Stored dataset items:
---+---
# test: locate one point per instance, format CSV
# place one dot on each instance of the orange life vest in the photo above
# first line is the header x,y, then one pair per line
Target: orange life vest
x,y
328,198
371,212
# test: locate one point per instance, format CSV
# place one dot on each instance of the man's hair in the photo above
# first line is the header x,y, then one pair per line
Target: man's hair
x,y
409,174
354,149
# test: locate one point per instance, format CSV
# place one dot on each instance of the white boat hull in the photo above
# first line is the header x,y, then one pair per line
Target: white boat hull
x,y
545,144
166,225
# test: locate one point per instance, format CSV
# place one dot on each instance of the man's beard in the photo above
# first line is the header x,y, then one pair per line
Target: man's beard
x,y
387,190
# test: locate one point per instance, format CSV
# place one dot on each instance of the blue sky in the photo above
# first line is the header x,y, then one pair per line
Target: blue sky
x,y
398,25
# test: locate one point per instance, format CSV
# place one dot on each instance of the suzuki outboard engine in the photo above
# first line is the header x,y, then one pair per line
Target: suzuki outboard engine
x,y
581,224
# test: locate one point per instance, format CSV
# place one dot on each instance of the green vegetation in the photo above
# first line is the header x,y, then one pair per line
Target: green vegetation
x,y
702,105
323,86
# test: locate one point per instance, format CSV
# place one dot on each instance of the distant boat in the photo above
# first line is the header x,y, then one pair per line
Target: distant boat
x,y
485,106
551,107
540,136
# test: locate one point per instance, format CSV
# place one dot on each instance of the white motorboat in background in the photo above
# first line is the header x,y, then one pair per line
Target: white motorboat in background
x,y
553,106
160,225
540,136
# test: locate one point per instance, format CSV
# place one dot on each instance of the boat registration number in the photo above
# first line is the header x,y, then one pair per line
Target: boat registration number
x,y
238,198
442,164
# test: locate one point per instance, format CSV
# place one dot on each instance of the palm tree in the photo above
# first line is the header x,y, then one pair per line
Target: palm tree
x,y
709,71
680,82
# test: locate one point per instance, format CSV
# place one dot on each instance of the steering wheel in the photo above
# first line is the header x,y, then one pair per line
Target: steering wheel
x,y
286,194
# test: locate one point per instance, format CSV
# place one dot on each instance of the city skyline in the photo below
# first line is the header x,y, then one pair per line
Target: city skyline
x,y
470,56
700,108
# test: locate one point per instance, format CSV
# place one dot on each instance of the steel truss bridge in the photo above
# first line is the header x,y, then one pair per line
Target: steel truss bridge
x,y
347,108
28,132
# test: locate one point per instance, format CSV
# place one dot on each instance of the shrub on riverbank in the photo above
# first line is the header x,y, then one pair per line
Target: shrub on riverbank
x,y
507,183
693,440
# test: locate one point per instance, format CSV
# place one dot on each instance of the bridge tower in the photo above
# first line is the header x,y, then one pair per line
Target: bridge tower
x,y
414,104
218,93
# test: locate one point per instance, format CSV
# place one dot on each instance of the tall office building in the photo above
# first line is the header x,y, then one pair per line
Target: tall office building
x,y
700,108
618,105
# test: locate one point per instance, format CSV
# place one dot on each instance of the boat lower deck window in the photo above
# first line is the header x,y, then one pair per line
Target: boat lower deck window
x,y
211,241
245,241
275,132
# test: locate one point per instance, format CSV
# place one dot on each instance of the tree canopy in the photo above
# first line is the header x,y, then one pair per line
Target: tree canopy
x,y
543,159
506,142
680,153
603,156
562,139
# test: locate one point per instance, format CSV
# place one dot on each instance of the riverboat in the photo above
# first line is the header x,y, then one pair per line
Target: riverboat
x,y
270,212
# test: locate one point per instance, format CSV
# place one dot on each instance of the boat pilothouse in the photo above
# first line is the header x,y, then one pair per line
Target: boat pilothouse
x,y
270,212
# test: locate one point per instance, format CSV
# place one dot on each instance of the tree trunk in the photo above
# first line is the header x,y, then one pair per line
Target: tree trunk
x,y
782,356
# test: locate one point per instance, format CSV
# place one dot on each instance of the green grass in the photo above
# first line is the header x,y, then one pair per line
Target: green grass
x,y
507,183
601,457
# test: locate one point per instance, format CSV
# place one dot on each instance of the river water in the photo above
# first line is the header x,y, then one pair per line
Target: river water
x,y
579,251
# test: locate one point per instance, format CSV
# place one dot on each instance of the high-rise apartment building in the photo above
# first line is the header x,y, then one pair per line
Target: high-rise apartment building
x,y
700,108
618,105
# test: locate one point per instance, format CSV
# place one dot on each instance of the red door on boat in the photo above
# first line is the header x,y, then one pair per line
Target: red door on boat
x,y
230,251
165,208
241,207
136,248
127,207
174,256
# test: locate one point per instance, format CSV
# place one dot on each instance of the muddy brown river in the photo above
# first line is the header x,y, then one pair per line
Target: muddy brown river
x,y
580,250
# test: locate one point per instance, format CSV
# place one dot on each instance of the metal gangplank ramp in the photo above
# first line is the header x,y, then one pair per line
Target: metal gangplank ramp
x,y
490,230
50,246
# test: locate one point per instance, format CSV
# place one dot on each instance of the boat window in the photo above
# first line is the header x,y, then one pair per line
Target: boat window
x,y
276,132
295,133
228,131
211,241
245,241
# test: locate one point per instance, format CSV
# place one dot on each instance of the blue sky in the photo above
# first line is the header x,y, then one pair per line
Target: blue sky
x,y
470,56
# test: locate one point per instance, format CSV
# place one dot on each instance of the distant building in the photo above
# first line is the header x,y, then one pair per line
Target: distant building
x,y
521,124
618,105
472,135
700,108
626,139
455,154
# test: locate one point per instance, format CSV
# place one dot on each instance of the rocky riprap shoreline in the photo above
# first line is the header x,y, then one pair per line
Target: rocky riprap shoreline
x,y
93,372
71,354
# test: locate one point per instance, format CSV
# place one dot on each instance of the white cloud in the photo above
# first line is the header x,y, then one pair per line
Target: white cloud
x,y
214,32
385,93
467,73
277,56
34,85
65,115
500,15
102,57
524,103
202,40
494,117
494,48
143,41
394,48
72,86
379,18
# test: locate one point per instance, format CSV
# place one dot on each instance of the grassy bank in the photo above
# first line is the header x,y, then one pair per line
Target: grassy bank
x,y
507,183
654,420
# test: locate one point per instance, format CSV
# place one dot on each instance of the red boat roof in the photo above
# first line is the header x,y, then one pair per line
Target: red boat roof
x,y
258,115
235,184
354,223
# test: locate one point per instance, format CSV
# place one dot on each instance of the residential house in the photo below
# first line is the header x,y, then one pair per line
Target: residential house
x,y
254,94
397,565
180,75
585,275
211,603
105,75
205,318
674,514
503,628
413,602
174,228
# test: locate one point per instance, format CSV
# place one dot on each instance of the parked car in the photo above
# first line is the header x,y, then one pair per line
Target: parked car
---+---
Your task is to give the records above again, exactly.

Answer:
# test: locate one point per instance, format CSV
# place one dot on each instance of the orange life vest in the photo above
# first line is the header x,y, then one pair per line
Target: orange life vest
x,y
328,198
371,212
# test: locate one point per instance, format CSV
# place one dot on each instance of the man's hair in the photo above
# first line is the header x,y, then one pair per line
Target: man's hair
x,y
409,174
354,149
# test: locate one point per instance, format CSV
# place one dot on each instance of the white boat hull in the photo above
# first line is the header x,y, then one pair per line
Target: white boat hull
x,y
545,144
166,225
# test: locate one point per instance, format CSV
# place one dot on each instance of the man's beard in the photo above
# first line is the header x,y, then one pair per line
Target: man's beard
x,y
387,190
# test: locate one point per instance, format CSV
# place one dot on each instance of the blue sky in the photo above
# first line is the header x,y, then one pair per line
Target: blue sky
x,y
398,25
# test: locate one point per instance, format CSV
# place one dot on each instance of the suzuki outboard engine in the photo above
# first line is the header x,y, then one pair per line
Target: suzuki outboard engine
x,y
581,224
# test: locate one point per instance, format CSV
# place one dot on each instance of the green vegetation in the photo above
# first line is the header x,y, then one pair per line
Target: green vegetation
x,y
702,105
323,86
# test: locate one point per instance, format CSV
# place one dot on each instance of the distant boat in the photo above
# first line is the header x,y, then one pair per line
Target: distant boat
x,y
485,106
551,107
540,136
# test: locate one point per instance, format CSV
# place one dot on each instance of the white motorboat in background in the photo above
# first line is the header x,y, then one pair per line
Target: white motorboat in background
x,y
553,106
160,225
540,136
# test: locate one point per instance, format CSV
# place one dot on each instance of the boat registration number in the photo above
# first line is the header x,y, then one pair per line
Target: boat registration number
x,y
238,198
442,164
# test: locate one point per instance, format CSV
# place one dot on each instance of the palm tree in the photo above
# first line is the header x,y, then one pair per line
Target: palm tree
x,y
709,71
680,82
# test: locate one point per instance, format CSV
# place one dot on each instance of the steering wheel in the photo above
# first line is the header x,y, then one pair per line
Target: steering wheel
x,y
286,194
# test: locate one point per instance, format CSV
# place one dot on each instance of the city skyline in the photo below
# first line is the header x,y, then one pair per line
Target: city skyline
x,y
470,56
700,108
# test: locate one point per instance, format CSV
# place one dot on each instance of the steel truss bridge in the photo above
# first line is the header x,y, then one pair per line
Target: steel truss bridge
x,y
347,108
28,132
# test: locate one point per instance, format CSV
# place one dot on each instance of the shrub on riverbank in the photo above
# first line is the header x,y, then one pair per line
Target: shrub on riverbank
x,y
507,183
693,440
# test: locate one point per instance, format CSV
# place one dot on each instance of the bridge tower in the photo above
# first line is the header x,y, then one pair per line
Target: bridge tower
x,y
414,104
218,93
# test: locate one point per instance, format CSV
# place one dot on each instance of the tall office building in the photo above
# first line is the header x,y, then one pair per line
Target: tall office building
x,y
700,108
618,105
# test: locate one point per instance, format CSV
# place one dot on each instance of the boat lower deck window in the photo above
# first line is the header x,y, then one pair per line
Target: boat lower deck window
x,y
211,241
245,241
275,132
# test: locate one point per instance, format CSV
# place one dot on each instance of the tree canopy in the photo above
# first line is the header x,y, then one pair per line
Target: tree canopy
x,y
543,159
506,142
680,153
603,156
562,139
# test: locate one point per instance, format CSV
# place one dot on each instance of the riverboat in the photo above
# first line is the header x,y, then one pair per line
Target: riverboat
x,y
270,212
# test: locate one point per instance, format CSV
# place one dot on each instance of the boat pilothouse in the photo above
# first line is the header x,y, then one pair per line
Target: boat pilothouse
x,y
270,212
# test: locate one point per instance, format CSV
# place one dot on each instance of the tree trunk in the photo above
# first line is the header x,y, then one pair per line
Target: tree trunk
x,y
782,356
# test: locate one point per instance, format CSV
# place one dot on each instance of the green grass in the photo above
# first line is the header x,y, then one pair per line
Target: green grass
x,y
507,183
601,457
# test: locate one point per instance, format CSV
# place one dot on each instance of the river water in the photo above
# first line is the header x,y, then one pair per line
Target: river water
x,y
579,251
# test: locate one point per instance, format CSV
# place one dot on each instance of the high-rise apartment building in the photo above
# first line is the header x,y, then one pair per line
Target: high-rise apartment building
x,y
700,108
618,105
# test: locate one point per instance, format CSV
# place one dot on each instance of the red door on boat in the photo above
# first line is the header x,y, then one pair per line
Target: red door on boat
x,y
230,251
165,208
241,207
136,248
127,207
174,256
# test: locate one point per instance, format CSV
# place one dot on each instance of the muddy brown river in the photo above
# first line is the header x,y, then one pair per line
Target: muddy brown river
x,y
580,250
# test: locate one point per instance, format CSV
# place one dot on each instance of the metal gangplank ramp in the photo above
# first line is the header x,y, then one pair per line
Target: metal gangplank ramp
x,y
490,230
50,246
# test: locate one point per instance, format CSV
# place one dot on each instance of the boat window in the photo above
# first line is the header x,y, then one pair per line
Target: boat window
x,y
276,132
295,133
228,131
211,241
245,241
# test: locate one point per instance, format CSV
# place one dot on each instance of the blue sky in the photo above
# first line is the header x,y, then one pair per line
Target: blue sky
x,y
470,56
# test: locate one point per instance, format CSV
# place one dot on each instance of the distant building in the photo above
# first line is the header x,y, then one pair per line
Target: distant building
x,y
521,124
618,105
472,135
700,108
626,139
455,154
# test: locate one point per instance, format CSV
# place one dot on each instance of the rocky riprap shoreline in the photo above
# first line is the header x,y, then one pair per line
Target: rocky riprap shoreline
x,y
93,372
71,354
# test: locate one point per instance, format CSV
# place one dot on each instance of the white cloud in the photo above
# first line is the header x,y, then one pair per line
Target: white cloud
x,y
214,32
385,93
467,73
277,56
34,85
65,115
500,15
102,57
524,103
202,40
494,117
494,48
143,41
394,48
72,86
379,18
# test: locate one point per instance, format CSV
# place one dot on each instance of the grassy bank in the photo above
# first line is the header x,y, then one pair per line
Target: grassy bank
x,y
507,183
654,420
# test: locate one point per instance, format CSV
# place one dot on each instance of the red boat roof in the photo above
# first line is the header x,y, then one pair per line
Target: red boat roof
x,y
258,115
235,184
354,223
# test: locate one point per instance, format CSV
# place one dot on each instance of the residential house in the photo below
# first line is the header x,y, then one pair per line
Target: residential house
x,y
254,94
397,565
180,75
585,275
211,603
105,75
205,318
674,514
503,628
413,602
174,228
# test: locate one point per instance, format CSV
# place one dot on each instance of the parked car in the photo above
# first line is the header x,y, then one pair per line
Target: parked car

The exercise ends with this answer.